## Objetivo da tarefa
Informe quantas linhas do material contêm a palavra "building". Responda apenas com o número.

· · ·

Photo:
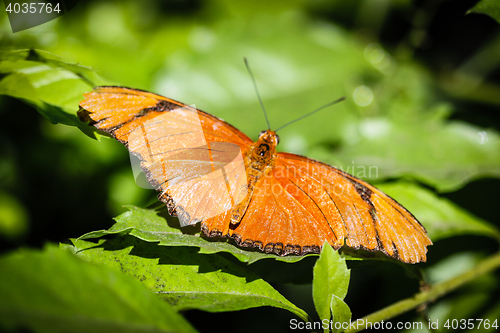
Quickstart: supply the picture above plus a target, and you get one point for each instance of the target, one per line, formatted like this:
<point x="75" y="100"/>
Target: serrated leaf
<point x="54" y="291"/>
<point x="341" y="314"/>
<point x="331" y="278"/>
<point x="440" y="217"/>
<point x="488" y="7"/>
<point x="147" y="225"/>
<point x="184" y="278"/>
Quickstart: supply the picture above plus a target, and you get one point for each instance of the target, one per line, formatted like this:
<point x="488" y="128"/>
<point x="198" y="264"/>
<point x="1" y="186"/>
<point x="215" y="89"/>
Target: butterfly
<point x="209" y="172"/>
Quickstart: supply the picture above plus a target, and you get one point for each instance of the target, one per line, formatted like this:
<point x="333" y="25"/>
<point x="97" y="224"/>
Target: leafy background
<point x="422" y="85"/>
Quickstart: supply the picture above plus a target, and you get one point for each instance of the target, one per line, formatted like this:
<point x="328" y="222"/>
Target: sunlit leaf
<point x="147" y="225"/>
<point x="184" y="278"/>
<point x="54" y="291"/>
<point x="488" y="7"/>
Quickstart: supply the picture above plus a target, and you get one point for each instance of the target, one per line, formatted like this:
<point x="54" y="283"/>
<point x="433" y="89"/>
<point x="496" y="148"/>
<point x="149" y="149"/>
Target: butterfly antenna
<point x="312" y="112"/>
<point x="257" y="92"/>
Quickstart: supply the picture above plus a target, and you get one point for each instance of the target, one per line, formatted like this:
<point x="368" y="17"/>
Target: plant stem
<point x="428" y="295"/>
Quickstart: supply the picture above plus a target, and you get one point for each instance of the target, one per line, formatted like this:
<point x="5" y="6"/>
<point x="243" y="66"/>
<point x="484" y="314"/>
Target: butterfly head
<point x="270" y="137"/>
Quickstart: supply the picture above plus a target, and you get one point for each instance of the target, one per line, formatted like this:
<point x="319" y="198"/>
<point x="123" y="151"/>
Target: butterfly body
<point x="208" y="171"/>
<point x="258" y="161"/>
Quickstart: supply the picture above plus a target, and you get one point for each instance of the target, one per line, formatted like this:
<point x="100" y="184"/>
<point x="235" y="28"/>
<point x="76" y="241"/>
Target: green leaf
<point x="54" y="291"/>
<point x="330" y="283"/>
<point x="488" y="7"/>
<point x="440" y="217"/>
<point x="184" y="278"/>
<point x="147" y="225"/>
<point x="341" y="314"/>
<point x="379" y="150"/>
<point x="47" y="83"/>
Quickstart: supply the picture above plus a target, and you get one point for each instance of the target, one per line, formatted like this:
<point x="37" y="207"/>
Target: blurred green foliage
<point x="421" y="119"/>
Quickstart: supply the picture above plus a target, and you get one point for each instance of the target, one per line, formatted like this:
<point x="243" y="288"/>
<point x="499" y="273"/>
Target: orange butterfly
<point x="210" y="172"/>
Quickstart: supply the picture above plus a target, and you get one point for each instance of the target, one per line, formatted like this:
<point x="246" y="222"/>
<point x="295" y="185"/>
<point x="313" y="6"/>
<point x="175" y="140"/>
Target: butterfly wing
<point x="193" y="159"/>
<point x="302" y="203"/>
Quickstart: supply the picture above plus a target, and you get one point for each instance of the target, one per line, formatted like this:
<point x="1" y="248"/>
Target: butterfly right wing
<point x="193" y="159"/>
<point x="302" y="203"/>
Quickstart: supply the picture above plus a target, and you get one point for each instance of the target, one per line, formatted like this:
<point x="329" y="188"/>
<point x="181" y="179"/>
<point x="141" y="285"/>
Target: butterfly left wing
<point x="302" y="203"/>
<point x="193" y="159"/>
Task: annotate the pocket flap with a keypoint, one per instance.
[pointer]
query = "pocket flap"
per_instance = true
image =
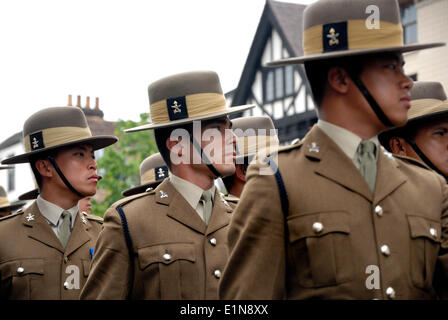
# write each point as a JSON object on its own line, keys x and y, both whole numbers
{"x": 317, "y": 224}
{"x": 21, "y": 267}
{"x": 166, "y": 253}
{"x": 424, "y": 227}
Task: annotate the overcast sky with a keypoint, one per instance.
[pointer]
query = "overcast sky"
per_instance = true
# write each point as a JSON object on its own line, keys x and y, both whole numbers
{"x": 113, "y": 49}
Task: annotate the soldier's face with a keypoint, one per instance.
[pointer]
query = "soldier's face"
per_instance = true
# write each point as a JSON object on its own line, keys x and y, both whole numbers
{"x": 432, "y": 139}
{"x": 384, "y": 77}
{"x": 219, "y": 144}
{"x": 79, "y": 167}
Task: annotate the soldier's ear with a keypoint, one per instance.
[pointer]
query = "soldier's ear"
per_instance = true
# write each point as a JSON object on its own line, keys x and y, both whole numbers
{"x": 398, "y": 146}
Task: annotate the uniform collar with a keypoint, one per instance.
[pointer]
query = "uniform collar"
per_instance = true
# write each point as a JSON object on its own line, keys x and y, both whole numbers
{"x": 52, "y": 212}
{"x": 191, "y": 192}
{"x": 344, "y": 139}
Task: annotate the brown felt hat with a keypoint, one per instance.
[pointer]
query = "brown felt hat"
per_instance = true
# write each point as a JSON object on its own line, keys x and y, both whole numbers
{"x": 341, "y": 28}
{"x": 56, "y": 127}
{"x": 428, "y": 103}
{"x": 186, "y": 97}
{"x": 153, "y": 170}
{"x": 254, "y": 134}
{"x": 5, "y": 204}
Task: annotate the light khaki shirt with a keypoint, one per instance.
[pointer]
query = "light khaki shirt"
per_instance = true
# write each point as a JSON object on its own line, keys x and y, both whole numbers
{"x": 344, "y": 139}
{"x": 53, "y": 213}
{"x": 192, "y": 193}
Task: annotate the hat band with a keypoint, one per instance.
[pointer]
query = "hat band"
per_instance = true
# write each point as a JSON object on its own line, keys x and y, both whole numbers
{"x": 4, "y": 202}
{"x": 351, "y": 35}
{"x": 200, "y": 104}
{"x": 154, "y": 175}
{"x": 55, "y": 136}
{"x": 248, "y": 145}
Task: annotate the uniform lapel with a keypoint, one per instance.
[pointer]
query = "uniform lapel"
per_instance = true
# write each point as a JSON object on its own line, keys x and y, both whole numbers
{"x": 332, "y": 163}
{"x": 388, "y": 177}
{"x": 220, "y": 214}
{"x": 79, "y": 234}
{"x": 38, "y": 228}
{"x": 179, "y": 209}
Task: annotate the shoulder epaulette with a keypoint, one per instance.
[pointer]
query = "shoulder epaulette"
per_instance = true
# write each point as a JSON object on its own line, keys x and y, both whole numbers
{"x": 126, "y": 200}
{"x": 17, "y": 213}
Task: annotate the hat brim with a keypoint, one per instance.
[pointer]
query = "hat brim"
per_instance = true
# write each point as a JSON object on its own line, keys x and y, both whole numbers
{"x": 14, "y": 206}
{"x": 228, "y": 111}
{"x": 349, "y": 53}
{"x": 140, "y": 189}
{"x": 30, "y": 195}
{"x": 97, "y": 142}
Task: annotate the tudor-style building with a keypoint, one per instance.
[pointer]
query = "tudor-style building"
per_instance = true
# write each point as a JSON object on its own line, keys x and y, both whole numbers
{"x": 282, "y": 93}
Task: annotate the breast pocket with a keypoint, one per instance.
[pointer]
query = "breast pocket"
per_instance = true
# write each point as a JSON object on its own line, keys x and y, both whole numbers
{"x": 175, "y": 265}
{"x": 320, "y": 248}
{"x": 22, "y": 279}
{"x": 425, "y": 245}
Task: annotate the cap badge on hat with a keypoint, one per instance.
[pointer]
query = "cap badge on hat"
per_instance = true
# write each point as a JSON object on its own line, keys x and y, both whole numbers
{"x": 162, "y": 172}
{"x": 37, "y": 140}
{"x": 335, "y": 36}
{"x": 177, "y": 108}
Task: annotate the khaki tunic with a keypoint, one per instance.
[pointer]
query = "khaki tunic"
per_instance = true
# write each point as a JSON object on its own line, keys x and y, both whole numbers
{"x": 33, "y": 263}
{"x": 177, "y": 256}
{"x": 367, "y": 246}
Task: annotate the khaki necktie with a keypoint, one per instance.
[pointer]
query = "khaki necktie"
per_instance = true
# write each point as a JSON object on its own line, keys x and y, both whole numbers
{"x": 208, "y": 205}
{"x": 366, "y": 159}
{"x": 64, "y": 228}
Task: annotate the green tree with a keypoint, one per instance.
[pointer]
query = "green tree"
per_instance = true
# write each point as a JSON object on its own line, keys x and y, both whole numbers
{"x": 120, "y": 164}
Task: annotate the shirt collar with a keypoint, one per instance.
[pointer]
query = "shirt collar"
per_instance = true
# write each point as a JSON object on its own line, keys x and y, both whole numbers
{"x": 191, "y": 192}
{"x": 53, "y": 212}
{"x": 344, "y": 139}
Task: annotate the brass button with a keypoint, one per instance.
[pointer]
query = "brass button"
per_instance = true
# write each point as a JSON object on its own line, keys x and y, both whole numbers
{"x": 379, "y": 211}
{"x": 167, "y": 256}
{"x": 385, "y": 250}
{"x": 433, "y": 232}
{"x": 217, "y": 274}
{"x": 390, "y": 292}
{"x": 317, "y": 227}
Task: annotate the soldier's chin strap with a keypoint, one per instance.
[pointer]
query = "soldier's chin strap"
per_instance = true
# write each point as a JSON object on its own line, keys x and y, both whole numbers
{"x": 372, "y": 102}
{"x": 425, "y": 159}
{"x": 64, "y": 179}
{"x": 205, "y": 159}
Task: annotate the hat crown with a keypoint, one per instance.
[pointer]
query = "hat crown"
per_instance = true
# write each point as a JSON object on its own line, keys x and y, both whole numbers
{"x": 184, "y": 84}
{"x": 427, "y": 90}
{"x": 54, "y": 117}
{"x": 333, "y": 11}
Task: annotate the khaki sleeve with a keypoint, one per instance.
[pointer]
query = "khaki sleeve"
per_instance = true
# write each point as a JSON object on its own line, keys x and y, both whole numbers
{"x": 256, "y": 266}
{"x": 110, "y": 274}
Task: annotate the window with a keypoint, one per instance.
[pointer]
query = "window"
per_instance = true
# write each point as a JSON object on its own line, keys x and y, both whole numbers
{"x": 278, "y": 83}
{"x": 409, "y": 22}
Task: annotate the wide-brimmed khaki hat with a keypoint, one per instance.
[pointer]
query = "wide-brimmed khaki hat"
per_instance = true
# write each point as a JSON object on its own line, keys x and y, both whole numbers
{"x": 57, "y": 127}
{"x": 186, "y": 97}
{"x": 254, "y": 134}
{"x": 5, "y": 205}
{"x": 340, "y": 28}
{"x": 153, "y": 170}
{"x": 428, "y": 103}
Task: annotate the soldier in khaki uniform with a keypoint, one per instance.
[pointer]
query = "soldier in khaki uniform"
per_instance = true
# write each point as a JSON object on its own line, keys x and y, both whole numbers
{"x": 341, "y": 218}
{"x": 5, "y": 206}
{"x": 425, "y": 135}
{"x": 254, "y": 134}
{"x": 45, "y": 250}
{"x": 170, "y": 243}
{"x": 153, "y": 170}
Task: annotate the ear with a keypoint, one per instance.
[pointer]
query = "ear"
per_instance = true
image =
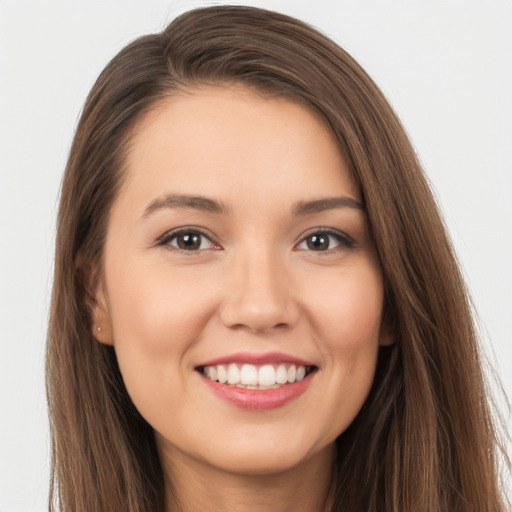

· · ·

## Solução do exercício
2